This can be made a lot easier by changing the code to access the array, not the indices generation. What you basically want is a 1D to 2D access mapping.

Normally, people need it the other way around (2D to 1D), when they implement a 2D array in terms of a 1D array:

template<class T, unsigned M, unsigned N>
struct md_array{
  T elems[M * N]; // same layout as 'T elems[M][N];'
};

The formula to get the 1D index i from the 2D index (x,y) is then i == x * N + y. We can explain this if we imagine our 1D elems from above as a 2D array (using M == 2 and N == 3):

 0, 1, 2, 3, 4, 5 // indices (i)
[a, b, c, d, e, f]
v // we want them as M (2) packs of N (3) elements
 0, 1, 2   0, 1, 2 // element indices (y)
[a, b, c] [d, e, f]
\___0___/ \___1___/ // pack indices (x)

▸ WRITTEN TASKS:
1. In the passage on array indexing, what formula gives the 1D index i from the 2D index (x,y)?
2. For each statement, say whether the passage on array indexing agrees with it, and quote the deciding words: (a) People normally need the mapping from 2D to 1D. (b) The worked illustration uses M == 3 and N == 2. (c) The md_array struct keeps its elements in a single array with the same layout as a two-dimensional one.
3. Reproduce word for word the stretch of the passage on array indexing from "The formula to" through "element indices (y)".

▸ DATA:
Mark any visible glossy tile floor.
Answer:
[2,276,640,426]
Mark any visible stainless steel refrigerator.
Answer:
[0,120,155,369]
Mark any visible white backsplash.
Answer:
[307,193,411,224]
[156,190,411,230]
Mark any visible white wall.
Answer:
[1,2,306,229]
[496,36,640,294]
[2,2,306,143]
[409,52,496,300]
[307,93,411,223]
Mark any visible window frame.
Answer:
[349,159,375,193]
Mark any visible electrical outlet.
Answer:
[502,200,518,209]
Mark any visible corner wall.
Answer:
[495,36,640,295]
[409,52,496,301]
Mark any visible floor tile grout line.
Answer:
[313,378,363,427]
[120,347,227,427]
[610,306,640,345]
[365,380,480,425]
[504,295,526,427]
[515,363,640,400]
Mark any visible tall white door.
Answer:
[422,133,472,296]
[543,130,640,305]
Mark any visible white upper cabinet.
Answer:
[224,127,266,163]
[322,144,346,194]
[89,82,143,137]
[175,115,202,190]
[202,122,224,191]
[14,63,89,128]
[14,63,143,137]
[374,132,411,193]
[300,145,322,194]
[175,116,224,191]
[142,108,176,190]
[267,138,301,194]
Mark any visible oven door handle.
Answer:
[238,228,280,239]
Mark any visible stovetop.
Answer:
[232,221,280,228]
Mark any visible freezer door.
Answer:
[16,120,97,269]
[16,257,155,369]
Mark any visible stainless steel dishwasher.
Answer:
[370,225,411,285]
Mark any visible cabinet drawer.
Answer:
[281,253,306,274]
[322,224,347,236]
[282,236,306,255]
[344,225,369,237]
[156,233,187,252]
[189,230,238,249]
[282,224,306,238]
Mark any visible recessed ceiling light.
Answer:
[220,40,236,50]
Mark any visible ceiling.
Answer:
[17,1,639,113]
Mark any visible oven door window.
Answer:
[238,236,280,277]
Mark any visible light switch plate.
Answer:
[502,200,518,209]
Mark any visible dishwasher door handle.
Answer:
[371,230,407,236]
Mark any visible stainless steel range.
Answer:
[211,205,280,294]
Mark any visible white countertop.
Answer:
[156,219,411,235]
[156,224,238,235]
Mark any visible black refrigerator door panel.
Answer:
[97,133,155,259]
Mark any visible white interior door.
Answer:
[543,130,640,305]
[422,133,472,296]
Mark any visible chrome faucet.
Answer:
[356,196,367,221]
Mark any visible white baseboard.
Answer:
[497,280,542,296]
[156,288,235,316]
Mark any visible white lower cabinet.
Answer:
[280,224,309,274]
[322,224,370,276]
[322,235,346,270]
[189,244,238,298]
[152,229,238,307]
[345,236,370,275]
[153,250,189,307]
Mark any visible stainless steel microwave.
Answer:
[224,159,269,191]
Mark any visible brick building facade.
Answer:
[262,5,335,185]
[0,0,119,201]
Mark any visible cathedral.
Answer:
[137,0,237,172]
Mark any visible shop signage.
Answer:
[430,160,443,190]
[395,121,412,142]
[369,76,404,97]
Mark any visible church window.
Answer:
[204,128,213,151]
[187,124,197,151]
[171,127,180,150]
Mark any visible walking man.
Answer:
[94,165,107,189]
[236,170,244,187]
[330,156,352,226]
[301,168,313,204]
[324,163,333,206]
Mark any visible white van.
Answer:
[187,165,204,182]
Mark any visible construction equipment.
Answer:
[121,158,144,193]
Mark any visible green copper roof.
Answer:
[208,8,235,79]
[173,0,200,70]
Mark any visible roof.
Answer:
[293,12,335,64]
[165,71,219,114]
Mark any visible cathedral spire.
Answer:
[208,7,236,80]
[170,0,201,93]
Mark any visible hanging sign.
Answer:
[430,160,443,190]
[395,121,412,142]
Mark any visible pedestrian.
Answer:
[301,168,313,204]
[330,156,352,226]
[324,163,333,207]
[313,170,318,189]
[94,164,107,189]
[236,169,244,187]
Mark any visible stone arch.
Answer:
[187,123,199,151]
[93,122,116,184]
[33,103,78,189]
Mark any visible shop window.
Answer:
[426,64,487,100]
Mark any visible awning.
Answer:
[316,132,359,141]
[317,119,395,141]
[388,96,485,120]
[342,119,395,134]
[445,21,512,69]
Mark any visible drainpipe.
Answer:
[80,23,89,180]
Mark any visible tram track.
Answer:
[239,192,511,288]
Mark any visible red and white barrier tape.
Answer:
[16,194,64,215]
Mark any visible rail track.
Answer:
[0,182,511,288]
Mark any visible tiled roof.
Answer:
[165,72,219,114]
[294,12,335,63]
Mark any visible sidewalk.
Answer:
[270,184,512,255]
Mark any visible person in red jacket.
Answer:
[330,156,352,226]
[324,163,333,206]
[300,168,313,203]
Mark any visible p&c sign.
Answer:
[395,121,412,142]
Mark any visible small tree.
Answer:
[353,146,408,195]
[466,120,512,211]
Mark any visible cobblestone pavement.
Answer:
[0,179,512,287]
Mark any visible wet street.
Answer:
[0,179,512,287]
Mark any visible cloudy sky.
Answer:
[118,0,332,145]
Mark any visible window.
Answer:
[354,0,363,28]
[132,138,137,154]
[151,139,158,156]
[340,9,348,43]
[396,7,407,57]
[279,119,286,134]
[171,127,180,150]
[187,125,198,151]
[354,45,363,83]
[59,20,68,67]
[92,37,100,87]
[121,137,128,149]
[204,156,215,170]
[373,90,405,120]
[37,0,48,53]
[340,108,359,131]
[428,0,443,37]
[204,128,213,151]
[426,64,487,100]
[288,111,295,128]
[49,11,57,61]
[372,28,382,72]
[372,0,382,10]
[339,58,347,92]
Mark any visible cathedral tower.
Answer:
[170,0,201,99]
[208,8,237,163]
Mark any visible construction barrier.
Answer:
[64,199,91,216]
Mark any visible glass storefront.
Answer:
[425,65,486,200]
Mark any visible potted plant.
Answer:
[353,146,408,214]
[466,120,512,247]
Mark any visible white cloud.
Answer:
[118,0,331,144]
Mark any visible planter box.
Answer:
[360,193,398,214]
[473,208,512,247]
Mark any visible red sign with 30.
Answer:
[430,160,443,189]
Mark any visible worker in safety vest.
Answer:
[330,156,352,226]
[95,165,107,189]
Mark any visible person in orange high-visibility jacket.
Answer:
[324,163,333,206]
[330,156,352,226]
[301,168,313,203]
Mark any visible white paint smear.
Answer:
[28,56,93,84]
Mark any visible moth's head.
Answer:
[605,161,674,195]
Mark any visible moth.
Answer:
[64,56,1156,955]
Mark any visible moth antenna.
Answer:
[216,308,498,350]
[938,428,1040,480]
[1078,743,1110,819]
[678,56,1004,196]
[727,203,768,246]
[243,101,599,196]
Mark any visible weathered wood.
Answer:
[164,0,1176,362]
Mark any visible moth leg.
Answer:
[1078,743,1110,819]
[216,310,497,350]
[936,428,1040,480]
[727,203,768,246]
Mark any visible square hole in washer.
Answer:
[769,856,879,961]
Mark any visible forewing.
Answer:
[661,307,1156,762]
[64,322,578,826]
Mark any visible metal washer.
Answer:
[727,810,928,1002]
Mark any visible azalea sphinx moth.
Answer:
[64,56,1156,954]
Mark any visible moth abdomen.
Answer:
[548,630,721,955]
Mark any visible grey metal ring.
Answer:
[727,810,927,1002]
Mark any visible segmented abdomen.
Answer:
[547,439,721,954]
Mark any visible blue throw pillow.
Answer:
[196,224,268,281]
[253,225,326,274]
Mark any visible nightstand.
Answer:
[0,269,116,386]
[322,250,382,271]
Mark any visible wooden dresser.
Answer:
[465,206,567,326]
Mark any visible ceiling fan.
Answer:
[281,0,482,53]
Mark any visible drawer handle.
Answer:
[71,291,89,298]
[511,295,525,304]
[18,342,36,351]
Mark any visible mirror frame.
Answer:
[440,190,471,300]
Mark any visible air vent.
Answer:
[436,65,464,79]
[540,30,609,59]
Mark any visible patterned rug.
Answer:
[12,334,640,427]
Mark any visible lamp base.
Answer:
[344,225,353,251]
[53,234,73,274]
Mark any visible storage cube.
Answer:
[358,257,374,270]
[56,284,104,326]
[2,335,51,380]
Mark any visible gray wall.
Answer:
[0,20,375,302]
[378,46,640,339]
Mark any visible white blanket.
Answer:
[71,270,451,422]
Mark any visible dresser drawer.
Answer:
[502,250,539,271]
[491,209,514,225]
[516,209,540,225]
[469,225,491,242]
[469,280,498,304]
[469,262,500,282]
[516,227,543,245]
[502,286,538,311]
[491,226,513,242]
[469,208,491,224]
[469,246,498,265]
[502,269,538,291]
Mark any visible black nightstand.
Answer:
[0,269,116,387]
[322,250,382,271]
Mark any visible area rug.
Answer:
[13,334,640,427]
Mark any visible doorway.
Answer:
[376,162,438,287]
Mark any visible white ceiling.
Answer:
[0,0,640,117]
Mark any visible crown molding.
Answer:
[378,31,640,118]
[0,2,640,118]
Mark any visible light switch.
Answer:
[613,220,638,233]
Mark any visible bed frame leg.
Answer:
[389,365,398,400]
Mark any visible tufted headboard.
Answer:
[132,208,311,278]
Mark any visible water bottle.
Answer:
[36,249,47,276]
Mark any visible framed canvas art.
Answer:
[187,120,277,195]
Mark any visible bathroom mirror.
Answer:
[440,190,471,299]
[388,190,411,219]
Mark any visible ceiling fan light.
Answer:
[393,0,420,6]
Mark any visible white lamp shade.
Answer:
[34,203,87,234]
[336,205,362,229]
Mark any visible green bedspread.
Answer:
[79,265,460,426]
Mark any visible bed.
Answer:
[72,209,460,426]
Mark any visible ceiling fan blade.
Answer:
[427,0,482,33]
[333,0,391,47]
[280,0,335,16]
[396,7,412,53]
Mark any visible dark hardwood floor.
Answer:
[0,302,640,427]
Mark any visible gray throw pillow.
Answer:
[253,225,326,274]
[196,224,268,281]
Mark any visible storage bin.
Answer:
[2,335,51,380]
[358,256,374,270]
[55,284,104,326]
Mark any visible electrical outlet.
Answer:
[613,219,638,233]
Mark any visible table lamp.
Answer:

▸ ANSWERS FOR THE TASKS:
1. i == x * N + y

2.
(a) Yes: "Normally, people need it the other way around (2D to 1D)"
(b) No: "(using M == 2 and N == 3)"
(c) Yes: "T elems[M * N]; // same layout as 'T elems[M][N];'"

3.
The formula to get the 1D index i from the 2D index (x,y) is then i == x * N + y. We can explain this if we imagine our 1D elems from above as a 2D array (using M == 2 and N == 3):

 0, 1, 2, 3, 4, 5 // indices (i)
[a, b, c, d, e, f]
v // we want them as M (2) packs of N (3) elements
 0, 1, 2   0, 1, 2 // element indices (y)